EXERCISE BRIEF:
Quote the MarketFoolery podcast transcript word for word, starting at "Jim Gillies: Good" and ending at "are down 6% this morning.".

EXERCISE TEXT:
-- Opening Marker --
Chris Hill: It’s Thursday, February 18th. Welcome to MarketFoolery. I’m Chris Hill. Joining me today, Mr. Jim Gillies. Good to see you, my friend.
Jim Gillies: Good to be seeing you, Chris.
Hill: We have a universal dilemma facing investors that we’re going to talk about. We’ve got a company I’ve never heard of before today, but Jim is very excited to tell investors about it, so we’ll talk about that. We’re going to start with the biggest retailer in America. Walmart’s fourth quarter was highlighted by same store sales in the U.S., up more than 8.5%, e-commerce sales were up nearly 70%, CEO Doug McMillon talked on the call about the investments that Walmart is planning to make in 2021, and I am assuming those comments are why shares of Walmart are down 6% this morning.
Gillies: I think it’s still they’re down 6% this morning. You are taking a company the size and breadth and strength of Walmart, one of the few companies left essentially unscathed. In fact, customers have been driven to them during the pandemic by the closure of practically everyone else. You’re going to take down this behemoth retailer by 6% in a day. If you believe that your portfolio should have what I’ll call “bedrock positions” on which you can layer growth for your more exciting positions as Walmart, whatever it is, I’m not sure if it’s exciting, what a great day to add a share to Walmart. It’s a decline of 6%. That’s just my humble opinion.
-- Closing Marker --
EXTRACTED INFORMATION:
-- Opening Marker --
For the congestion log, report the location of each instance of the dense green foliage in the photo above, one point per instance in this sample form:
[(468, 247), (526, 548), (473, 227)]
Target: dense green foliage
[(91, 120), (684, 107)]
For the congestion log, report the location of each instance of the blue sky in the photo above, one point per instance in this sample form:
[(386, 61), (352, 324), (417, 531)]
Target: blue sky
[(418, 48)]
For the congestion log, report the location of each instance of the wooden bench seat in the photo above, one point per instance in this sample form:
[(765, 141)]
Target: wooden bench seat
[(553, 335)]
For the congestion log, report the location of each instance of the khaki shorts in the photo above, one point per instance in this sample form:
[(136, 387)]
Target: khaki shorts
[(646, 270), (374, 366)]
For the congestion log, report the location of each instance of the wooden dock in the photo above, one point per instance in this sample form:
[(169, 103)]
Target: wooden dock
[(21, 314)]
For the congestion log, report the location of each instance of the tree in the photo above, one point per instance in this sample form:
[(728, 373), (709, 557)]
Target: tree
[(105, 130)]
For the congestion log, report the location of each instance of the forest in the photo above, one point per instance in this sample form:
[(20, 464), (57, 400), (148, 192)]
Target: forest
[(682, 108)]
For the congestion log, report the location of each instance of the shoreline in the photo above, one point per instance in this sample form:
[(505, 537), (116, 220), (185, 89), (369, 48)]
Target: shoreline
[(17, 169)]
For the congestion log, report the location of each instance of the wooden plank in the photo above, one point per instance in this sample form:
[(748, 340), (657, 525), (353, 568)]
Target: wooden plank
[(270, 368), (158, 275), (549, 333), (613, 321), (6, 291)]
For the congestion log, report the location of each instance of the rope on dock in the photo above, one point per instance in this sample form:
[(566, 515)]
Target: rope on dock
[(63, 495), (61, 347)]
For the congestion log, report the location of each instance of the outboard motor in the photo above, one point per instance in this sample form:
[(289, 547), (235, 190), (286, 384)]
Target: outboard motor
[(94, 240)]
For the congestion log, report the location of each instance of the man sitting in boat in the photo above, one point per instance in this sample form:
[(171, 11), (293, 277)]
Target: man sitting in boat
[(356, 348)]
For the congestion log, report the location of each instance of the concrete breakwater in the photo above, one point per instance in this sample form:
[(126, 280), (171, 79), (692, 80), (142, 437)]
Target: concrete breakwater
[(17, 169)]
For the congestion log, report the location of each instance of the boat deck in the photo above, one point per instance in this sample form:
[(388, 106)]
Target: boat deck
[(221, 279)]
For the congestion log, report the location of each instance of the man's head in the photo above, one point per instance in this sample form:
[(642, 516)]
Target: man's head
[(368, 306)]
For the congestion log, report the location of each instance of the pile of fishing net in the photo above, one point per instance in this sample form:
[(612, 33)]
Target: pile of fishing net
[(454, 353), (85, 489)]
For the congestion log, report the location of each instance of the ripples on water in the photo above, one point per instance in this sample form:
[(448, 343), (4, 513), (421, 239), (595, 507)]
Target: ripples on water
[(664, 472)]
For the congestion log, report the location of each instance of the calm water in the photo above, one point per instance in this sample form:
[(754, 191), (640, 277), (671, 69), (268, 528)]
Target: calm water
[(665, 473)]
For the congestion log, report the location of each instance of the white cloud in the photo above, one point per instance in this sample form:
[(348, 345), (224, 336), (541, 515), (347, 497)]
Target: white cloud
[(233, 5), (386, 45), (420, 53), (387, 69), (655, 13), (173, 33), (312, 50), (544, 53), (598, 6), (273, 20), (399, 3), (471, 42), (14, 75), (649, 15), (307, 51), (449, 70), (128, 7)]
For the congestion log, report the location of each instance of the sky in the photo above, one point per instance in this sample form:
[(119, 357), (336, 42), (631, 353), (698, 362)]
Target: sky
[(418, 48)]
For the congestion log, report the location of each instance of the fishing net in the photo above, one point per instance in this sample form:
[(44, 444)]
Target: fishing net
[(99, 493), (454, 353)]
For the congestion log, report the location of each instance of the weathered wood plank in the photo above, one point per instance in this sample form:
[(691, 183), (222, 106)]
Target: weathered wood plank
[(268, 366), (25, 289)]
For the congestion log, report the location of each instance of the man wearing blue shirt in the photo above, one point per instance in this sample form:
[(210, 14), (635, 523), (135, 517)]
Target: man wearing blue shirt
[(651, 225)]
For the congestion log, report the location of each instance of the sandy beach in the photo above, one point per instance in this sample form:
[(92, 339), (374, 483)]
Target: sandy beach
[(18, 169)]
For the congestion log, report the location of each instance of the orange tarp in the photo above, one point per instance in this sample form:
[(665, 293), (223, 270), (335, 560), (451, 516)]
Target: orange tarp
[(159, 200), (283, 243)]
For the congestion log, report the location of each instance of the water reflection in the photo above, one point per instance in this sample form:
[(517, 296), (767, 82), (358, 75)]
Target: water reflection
-- Closing Marker --
SOLUTION TO THIS EXERCISE:
Jim Gillies: Good to be seeing you, Chris.
Hill: We have a universal dilemma facing investors that we’re going to talk about. We’ve got a company I’ve never heard of before today, but Jim is very excited to tell investors about it, so we’ll talk about that. We’re going to start with the biggest retailer in America. Walmart’s fourth quarter was highlighted by same store sales in the U.S., up more than 8.5%, e-commerce sales were up nearly 70%, CEO Doug McMillon talked on the call about the investments that Walmart is planning to make in 2021, and I am assuming those comments are why shares of Walmart are down 6% this morning.